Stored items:
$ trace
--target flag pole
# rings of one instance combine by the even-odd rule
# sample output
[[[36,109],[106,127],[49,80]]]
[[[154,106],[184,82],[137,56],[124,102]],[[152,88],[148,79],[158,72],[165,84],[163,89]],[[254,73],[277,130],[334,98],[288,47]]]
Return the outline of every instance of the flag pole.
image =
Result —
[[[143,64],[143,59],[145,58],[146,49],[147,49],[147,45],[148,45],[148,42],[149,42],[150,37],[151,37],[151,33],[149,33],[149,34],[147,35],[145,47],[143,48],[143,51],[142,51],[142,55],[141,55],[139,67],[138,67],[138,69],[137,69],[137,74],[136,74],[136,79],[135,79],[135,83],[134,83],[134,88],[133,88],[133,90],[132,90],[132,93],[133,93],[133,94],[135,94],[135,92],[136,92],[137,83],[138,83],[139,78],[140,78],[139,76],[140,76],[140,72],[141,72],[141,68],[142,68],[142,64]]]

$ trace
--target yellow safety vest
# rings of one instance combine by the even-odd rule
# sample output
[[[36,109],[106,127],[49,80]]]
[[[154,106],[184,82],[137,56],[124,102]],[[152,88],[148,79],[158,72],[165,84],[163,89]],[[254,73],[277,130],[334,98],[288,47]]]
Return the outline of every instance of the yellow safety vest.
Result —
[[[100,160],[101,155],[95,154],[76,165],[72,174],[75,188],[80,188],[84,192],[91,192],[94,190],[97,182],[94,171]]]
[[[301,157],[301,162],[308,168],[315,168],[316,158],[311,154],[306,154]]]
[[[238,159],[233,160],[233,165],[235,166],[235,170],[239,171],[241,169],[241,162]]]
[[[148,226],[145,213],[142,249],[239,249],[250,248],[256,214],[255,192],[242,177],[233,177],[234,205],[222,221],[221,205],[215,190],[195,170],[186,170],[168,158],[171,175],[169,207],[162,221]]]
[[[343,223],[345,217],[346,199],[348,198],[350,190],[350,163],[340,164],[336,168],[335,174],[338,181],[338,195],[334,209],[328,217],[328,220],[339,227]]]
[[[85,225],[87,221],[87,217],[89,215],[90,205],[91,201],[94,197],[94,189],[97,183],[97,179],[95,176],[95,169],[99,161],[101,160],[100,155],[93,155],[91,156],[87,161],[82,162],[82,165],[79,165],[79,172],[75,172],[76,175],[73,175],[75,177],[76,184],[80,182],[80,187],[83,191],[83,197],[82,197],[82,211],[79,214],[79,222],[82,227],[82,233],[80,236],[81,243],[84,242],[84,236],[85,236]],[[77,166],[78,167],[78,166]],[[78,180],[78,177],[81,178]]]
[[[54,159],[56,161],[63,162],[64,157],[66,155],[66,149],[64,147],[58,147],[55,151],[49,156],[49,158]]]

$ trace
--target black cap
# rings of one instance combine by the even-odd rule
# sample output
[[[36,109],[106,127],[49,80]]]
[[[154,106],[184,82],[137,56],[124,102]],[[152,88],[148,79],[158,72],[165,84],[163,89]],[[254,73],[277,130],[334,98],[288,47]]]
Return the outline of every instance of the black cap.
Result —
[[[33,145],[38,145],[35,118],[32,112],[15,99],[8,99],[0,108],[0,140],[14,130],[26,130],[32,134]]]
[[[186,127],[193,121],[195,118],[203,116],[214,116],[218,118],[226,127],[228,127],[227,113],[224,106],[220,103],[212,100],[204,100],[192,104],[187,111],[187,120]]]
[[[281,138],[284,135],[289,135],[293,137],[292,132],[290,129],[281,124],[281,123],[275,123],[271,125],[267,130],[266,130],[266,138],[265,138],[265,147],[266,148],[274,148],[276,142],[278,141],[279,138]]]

PROBLEM REQUIREMENTS:
Search the records above for "target". Copy each line where it is found.

RESULT:
--target flag pole
--target yellow safety vest
--target black cap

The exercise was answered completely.